__FAÇA O SEGUINTE__
**1)** Com base no texto sobre superdotação, responda:
(a) De quem Machado de Assis era filho?
(b) Quem conheceu Lúcio Flávio na prisão?
(c) Que tipo de superdotado é Pelé?
**2)** No texto sobre superdotação, reescreva em forma de lista o parágrafo que começa com "Mas um superdotado também pode", mantendo as informações principais.
**3)** Transcreva do texto sobre superdotação o trecho que começa nas palavras "Quantos, porém, são" e termina depois das palavras "seu dom literário.".

__TEXTO DE REFERÊNCIA__
※ ※ ※

Quantos, porém, são identificados e educados para objetivos socialmente úteis? Pouquíssimos, infelizmente, o que significa, também aí, uma das mais altas taxas de desperdício do mundo. Deitamos fora talento, massa cinzenta, inteligência e criatividade. O mais terrível é que um grande número dessas crianças morre cedo. Ou paralisadas pela miséria, pela pobreza absoluta, não têm acesso às vezes nem às primeiras letras. Há casos, muito raros, em que todas as dificuldades são vencidas e o gênio se afirma. Basta pensar em Machado de Assis. Pobre, epilético, mulato, filho de uma lavadeira e de um pintor de paredes, órfão cedo, não teve estudos regulares e, no entanto, na adolescência já impunha o seu dom literário.

Mas um superdotado também pode se dirigir para atividades antissociais. É o caso, por exemplo, de Lúcio Flávio, que se destacou no crime. O psiquiatra Hélio Durães Alkmin o conheceu na prisão e não teve dúvida: era um superdotado. Inteligente, o menino Lúcio Flávio achava ridículo o currículo escolar. Estava muito adiante dos seus colegas, o que o levou a abandonar o estudo. Seu potencial foi aproveitado na direção errada. A superdotação, como o espírito, sopra onde quer. Não vê raça, nem escolhe meio social. Pelé, por exemplo, é um superdotado psicomotor. O meio familiar favorável e depois o futebol o encaminharam para um destino glorioso. Quantos não se perdem já na infância ou na tempestade da adolescência?

※ ※ ※

__REGISTROS DE DADOS__
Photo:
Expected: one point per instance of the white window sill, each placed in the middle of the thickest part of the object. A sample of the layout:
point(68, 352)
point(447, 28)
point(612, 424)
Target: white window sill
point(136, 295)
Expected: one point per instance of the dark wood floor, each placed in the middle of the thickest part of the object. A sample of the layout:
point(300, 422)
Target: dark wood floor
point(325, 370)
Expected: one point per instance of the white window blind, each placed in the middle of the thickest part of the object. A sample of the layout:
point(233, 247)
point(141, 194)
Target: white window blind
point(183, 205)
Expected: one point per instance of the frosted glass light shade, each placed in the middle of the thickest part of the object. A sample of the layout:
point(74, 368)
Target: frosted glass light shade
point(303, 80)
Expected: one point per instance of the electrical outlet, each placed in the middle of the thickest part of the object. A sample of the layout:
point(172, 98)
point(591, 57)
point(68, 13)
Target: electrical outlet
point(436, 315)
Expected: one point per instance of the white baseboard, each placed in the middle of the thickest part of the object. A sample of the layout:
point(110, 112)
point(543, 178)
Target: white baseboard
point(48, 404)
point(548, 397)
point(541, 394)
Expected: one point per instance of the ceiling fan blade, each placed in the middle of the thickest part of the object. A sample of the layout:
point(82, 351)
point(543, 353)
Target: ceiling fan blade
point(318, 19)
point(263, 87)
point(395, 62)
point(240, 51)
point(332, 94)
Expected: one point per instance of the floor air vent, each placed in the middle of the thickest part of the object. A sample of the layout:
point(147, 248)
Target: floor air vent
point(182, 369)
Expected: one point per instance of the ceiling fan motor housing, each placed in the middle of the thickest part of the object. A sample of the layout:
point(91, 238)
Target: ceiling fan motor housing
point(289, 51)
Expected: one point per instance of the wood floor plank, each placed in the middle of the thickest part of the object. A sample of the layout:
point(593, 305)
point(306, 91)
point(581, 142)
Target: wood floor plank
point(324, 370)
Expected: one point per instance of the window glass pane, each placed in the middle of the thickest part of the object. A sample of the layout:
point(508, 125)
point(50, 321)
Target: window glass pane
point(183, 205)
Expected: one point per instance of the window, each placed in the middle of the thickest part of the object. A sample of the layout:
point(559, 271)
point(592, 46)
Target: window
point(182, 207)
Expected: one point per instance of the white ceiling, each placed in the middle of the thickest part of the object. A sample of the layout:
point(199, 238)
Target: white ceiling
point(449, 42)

※ ※ ※

__RESPOSTAS DO EXERCÍCIO__
**1)**
(a) De uma lavadeira e de um pintor de paredes.
(b) O psiquiatra Hélio Durães Alkmin.
(c) Um superdotado psicomotor.

**2)**
- Um superdotado também pode se voltar para atividades antissociais.
- Lúcio Flávio, que se destacou no crime, é um exemplo disso.
- O psiquiatra Hélio Durães Alkmin o conheceu na prisão e o considerou superdotado.
- Quando criança, Lúcio Flávio achava o currículo escolar ridículo. Estava muito à frente dos colegas e abandonou os estudos.
- Seu potencial foi aproveitado na direção errada.
- A superdotação não escolhe raça nem meio social.
- Pelé é um superdotado psicomotor. O meio familiar favorável e o futebol o levaram a um destino glorioso.
- Muitos superdotados se perdem na infância ou na adolescência.

**3)**
Quantos, porém, são identificados e educados para objetivos socialmente úteis? Pouquíssimos, infelizmente, o que significa, também aí, uma das mais altas taxas de desperdício do mundo. Deitamos fora talento, massa cinzenta, inteligência e criatividade. O mais terrível é que um grande número dessas crianças morre cedo. Ou paralisadas pela miséria, pela pobreza absoluta, não têm acesso às vezes nem às primeiras letras. Há casos, muito raros, em que todas as dificuldades são vencidas e o gênio se afirma. Basta pensar em Machado de Assis. Pobre, epilético, mulato, filho de uma lavadeira e de um pintor de paredes, órfão cedo, não teve estudos regulares e, no entanto, na adolescência já impunha o seu dom literário.